Quoted passage:
= Beginning of Section =

Meredith:  i dont really think there is anything wrong with it as long as he is mature. and apparently he is was mature. like 1800’s mature
Myra22:  MEREDITH!!!!!! What if it’s a Tombstone-y Edward????
Meredith:  wow! ok simmer down
Myra22:  I bet I’m his la tua cantante.
Meredith:  im signing off now
Myra22:  lmao!!!!!!!!!!!!!!!!!!!!!!!!!!!!!!!!!!!!!!!!!!
Meredith:  holy crap
Myra22:  I’m ur favoritest person.
Meredith:  you’re definitely up there
Myra22:  I’m gonna be a little scared of the Volturi tho, when we go to ask if I can be his even tho I’m human. I mean, I read the book. I know what they’re capable of.
Meredith:  If in about an hour Im not responding to anything you are typing, you may want to call 911 cause I just took some possible sinus medication. I found it in my car and i think its like from 2004. and i wasnt really sure that thats what it was. so just hope it works.
Meredith:  Ok you have to stop
Meredith:  and by “works” i mean, doesnt kill me
Myra22:  If u start to die, I’ll have one of his sisters come bite you.
Meredith:  i cant even respond to that
Myra22:  I can’t put into words how this whole conversation makes my heart sing.
Meredith:  im feeling puke-ish
Myra22:  I’m feeling immortal.

I would like to introduce….

Nacka Nut!  My travel efficionado!!

= End of Section =

Work task 1:
In the chat between Meredith and Myra22, rewrite everything from "Meredith:  you’re definitely" down to "they’re capable of.", putting "vampire council" in place of "Volturi".
Work task 2:
Please list every number written in digits in the messages of the Meredith and Myra22 chat, not counting the usernames.
Work task 3:
Carry the Meredith and Myra22 chat post further, picking up after its final line.

Dataset entries:
= Beginning of Section =

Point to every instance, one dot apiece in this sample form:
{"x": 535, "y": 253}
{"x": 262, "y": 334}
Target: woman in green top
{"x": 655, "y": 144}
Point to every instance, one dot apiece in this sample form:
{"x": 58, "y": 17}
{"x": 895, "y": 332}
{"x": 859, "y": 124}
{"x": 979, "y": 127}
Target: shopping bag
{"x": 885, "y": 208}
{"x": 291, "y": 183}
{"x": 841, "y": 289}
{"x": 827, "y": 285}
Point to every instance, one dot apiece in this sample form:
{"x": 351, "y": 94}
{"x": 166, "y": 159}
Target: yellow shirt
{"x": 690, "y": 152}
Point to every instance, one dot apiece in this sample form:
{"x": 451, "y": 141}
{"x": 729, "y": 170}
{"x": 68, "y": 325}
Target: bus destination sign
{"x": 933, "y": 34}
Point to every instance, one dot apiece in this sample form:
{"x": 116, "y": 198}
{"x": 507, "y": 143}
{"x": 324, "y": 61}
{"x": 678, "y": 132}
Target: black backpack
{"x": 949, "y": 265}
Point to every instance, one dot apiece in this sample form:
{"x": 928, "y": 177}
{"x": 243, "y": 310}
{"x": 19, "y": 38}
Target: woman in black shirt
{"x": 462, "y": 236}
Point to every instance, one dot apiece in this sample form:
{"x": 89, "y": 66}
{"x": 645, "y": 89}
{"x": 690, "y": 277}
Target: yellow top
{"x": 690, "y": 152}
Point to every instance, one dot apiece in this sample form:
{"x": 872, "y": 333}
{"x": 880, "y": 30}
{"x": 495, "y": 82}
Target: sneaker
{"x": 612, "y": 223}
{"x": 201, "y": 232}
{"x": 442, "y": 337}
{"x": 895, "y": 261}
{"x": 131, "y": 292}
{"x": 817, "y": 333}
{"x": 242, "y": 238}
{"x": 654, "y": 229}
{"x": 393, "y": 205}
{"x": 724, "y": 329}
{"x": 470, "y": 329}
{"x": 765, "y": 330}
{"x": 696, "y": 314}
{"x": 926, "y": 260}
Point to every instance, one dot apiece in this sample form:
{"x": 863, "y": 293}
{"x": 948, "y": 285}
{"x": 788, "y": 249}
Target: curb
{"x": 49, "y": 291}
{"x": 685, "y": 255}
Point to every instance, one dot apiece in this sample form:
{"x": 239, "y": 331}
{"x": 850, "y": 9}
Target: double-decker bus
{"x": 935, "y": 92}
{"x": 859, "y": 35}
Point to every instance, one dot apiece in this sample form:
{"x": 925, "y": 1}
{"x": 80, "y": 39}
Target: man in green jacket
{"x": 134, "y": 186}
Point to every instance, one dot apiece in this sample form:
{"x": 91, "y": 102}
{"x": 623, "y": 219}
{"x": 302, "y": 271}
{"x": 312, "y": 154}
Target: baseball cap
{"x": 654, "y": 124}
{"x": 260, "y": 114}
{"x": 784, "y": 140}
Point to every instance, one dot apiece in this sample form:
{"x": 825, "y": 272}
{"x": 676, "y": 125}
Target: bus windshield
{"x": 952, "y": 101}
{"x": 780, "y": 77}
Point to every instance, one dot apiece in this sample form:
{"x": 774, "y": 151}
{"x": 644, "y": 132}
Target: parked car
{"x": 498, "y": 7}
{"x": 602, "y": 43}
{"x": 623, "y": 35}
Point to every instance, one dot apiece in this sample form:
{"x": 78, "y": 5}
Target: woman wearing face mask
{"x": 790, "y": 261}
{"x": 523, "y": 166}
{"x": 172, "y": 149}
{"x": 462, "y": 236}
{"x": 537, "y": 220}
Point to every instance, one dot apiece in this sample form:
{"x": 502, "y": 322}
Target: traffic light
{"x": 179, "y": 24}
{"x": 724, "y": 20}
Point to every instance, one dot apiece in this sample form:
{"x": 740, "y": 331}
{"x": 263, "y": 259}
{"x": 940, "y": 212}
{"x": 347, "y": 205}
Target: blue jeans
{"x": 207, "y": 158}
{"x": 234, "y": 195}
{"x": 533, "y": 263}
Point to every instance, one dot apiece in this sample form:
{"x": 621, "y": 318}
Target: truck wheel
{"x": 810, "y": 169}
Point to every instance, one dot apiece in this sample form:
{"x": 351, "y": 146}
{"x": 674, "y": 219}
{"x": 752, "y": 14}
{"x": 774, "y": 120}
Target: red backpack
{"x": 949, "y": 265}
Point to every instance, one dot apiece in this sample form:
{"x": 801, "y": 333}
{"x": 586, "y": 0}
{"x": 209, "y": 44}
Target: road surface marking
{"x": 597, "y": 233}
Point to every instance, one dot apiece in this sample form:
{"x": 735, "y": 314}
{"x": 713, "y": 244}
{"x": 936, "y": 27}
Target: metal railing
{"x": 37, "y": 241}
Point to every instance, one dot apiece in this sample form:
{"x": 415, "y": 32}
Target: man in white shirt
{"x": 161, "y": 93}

= End of Section =

Answer section 1:
Meredith:  you’re definitely up there
Myra22:  I’m gonna be a little scared of the vampire council tho, when we go to ask if I can be his even tho I’m human. I mean, I read the book. I know what they’re capable of.

Answer section 2:
1800 (in "1800’s"), 911, 2004

Answer section 3:
So here’s the skinny….  Back in 2009 a friend and I travelled to Seattle, Washington for a vacation.  During one of the days there we went on a whale watching excursion (where we saw 0.00 whales, by the way).  On the way back from that trip I saw this beautiful pine tree with giant nuts on it.  Words cannot describe how badly I wanted to turn around and get one of those giant nuts.  However, a) the tree was in someone’s back yard and b) I was driving on a 2-lane road in the middle of a giant line of traffic.  So obviously not bad enough to lose my place in line….

Regardless.

Jump forward a few hours to the next morning and my friend and I are on our way to Mt. Ranier for a driving tour inside the state park.  We decide to stop for a little breakfast at a highly recommended pancake house along the way. 

As we’re driving in the parking lot of the strip mall looking for said restaurant, I spot it.  And I slam on my brakes.

‘OH MY GOD, MEREDITH!!!  LOOK AT THAT NUT!’  <—– That would be me.

Lying a mere 200 yards away in the middle of the parking lot lane is one of those giant acorns I spotted in the tree just the day before.  I had been denied then, but alas, God was on my side.  He brought me an acorn!

‘Well go get it then.’  <—-That would be Meredith, much less excited about the nut than I am.  Her tepid words however, incite the fire in my veins that set me on a mission as I set off at break-neck speed around the practically empty parking lot to get to the giant nut I am sure at least seven other people are also racing for and subsequently I will have to defeat in order to win possession of my beloved nut.

I make it unscathed and open my door to finally grasp it in my clutches as then and only then do I realize it is not so much a nut as it is the top of an old bed post.  Wanh Wanh Wahhhh.

Meredith is in hysterics beside me practically choking on her own evil laughter at the sight of my heart crumbling in disappointment.  This may be a slight exaggeration as I could barely hear over the sound of my own guffawing.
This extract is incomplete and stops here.